WHAT TO PRODUCE: The data is to be transcribed in full, with nothing missed.

--- PROVIDED RECORDS Enclosed Below ---

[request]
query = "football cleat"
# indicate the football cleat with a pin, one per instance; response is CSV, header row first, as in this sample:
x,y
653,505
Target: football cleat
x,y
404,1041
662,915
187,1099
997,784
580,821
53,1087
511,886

--- End of Enclosed PROVIDED RECORDS ---

RESPONSE TO THIS TASK:
[request]
query = "football cleat"
# indicate the football cleat with a pin, one per instance; response is CSV, header row first, as in this sample:
x,y
653,505
Target: football cleat
x,y
404,1041
662,915
187,1099
997,784
580,821
53,1087
511,886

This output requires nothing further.